#### [Assignment]
Only the line containing "of the small" and the lines after it, through the end of the data below, are to be returned, each exactly as it stands.

#### [Records excerpted from a collection]

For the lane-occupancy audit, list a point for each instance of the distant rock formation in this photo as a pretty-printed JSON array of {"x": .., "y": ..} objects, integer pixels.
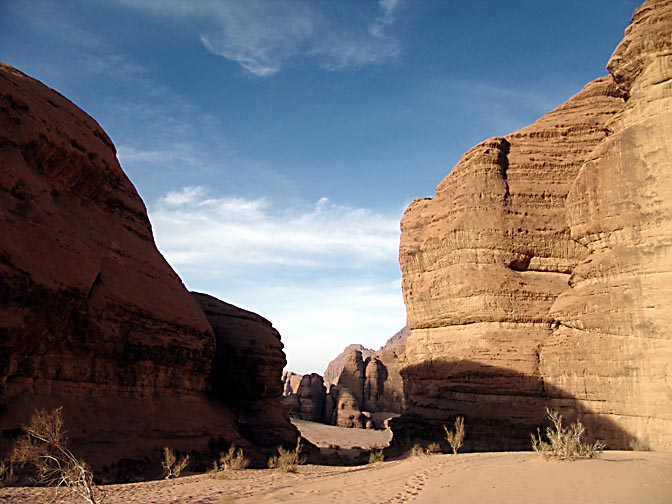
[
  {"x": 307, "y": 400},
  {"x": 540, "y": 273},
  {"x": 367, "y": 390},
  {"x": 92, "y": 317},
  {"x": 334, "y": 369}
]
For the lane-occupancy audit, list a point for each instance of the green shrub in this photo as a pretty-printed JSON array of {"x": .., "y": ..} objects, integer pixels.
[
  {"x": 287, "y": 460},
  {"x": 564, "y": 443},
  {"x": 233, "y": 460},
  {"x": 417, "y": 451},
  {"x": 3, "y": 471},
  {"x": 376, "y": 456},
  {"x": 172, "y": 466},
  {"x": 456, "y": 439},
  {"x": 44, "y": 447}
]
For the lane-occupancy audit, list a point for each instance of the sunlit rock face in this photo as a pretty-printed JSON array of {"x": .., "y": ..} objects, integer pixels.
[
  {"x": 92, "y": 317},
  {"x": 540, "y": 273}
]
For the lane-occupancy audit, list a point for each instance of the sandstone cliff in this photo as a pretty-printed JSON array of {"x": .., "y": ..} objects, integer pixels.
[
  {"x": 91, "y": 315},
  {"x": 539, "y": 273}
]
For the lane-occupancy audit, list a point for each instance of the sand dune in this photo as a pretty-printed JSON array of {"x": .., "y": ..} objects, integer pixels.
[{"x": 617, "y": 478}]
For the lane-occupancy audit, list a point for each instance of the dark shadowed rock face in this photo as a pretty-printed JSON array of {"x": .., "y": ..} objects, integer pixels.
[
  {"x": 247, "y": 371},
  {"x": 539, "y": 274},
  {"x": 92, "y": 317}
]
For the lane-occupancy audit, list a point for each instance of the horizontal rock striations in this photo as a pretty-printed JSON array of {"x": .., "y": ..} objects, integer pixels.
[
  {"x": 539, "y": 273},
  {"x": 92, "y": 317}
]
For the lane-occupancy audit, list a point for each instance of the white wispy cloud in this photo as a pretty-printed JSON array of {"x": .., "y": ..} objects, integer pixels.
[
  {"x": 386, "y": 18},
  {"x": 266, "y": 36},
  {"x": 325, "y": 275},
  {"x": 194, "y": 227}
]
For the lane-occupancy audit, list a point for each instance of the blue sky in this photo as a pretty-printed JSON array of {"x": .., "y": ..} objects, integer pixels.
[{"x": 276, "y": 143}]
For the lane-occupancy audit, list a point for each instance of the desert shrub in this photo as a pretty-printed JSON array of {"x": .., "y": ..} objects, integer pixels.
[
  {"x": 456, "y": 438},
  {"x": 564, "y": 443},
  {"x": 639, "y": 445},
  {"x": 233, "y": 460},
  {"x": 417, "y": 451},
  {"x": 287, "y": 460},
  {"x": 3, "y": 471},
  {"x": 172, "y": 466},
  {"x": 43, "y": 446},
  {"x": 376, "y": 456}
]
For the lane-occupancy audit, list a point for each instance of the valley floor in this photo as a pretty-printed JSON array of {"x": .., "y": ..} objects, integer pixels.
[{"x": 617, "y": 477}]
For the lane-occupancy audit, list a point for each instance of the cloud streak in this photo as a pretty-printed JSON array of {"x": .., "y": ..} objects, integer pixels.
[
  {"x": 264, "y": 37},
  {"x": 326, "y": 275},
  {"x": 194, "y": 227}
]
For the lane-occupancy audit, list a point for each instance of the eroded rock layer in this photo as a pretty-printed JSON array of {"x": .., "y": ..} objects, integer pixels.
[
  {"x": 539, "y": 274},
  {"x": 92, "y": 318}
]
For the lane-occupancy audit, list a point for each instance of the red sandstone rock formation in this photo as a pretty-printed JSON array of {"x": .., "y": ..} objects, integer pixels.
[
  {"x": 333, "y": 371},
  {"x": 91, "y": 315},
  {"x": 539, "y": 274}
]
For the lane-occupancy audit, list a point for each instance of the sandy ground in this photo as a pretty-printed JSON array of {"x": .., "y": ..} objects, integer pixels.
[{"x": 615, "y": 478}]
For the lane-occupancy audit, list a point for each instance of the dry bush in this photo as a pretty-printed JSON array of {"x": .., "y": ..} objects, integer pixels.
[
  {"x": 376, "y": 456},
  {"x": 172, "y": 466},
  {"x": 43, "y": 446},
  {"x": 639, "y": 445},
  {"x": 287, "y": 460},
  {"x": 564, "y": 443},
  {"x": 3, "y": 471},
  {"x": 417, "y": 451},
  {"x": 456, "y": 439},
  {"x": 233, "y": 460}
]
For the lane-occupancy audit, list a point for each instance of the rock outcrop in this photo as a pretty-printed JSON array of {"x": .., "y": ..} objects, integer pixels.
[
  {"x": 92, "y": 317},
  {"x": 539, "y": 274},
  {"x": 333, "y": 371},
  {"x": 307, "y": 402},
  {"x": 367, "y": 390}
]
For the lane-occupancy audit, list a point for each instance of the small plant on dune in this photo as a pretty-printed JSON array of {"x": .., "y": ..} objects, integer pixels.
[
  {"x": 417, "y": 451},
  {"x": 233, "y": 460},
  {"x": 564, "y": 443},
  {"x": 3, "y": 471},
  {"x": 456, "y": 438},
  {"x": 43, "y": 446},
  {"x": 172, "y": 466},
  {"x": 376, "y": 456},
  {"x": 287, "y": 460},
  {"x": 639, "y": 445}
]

#### [Response box]
For the lane-occupancy audit, list a point for each instance of the small plant on dune in this photo as a pretty-printed JSON array of {"x": .., "y": ..} objects, integer pixels.
[
  {"x": 417, "y": 451},
  {"x": 233, "y": 460},
  {"x": 564, "y": 443},
  {"x": 3, "y": 471},
  {"x": 456, "y": 438},
  {"x": 43, "y": 446},
  {"x": 172, "y": 466},
  {"x": 376, "y": 456},
  {"x": 287, "y": 460},
  {"x": 639, "y": 445}
]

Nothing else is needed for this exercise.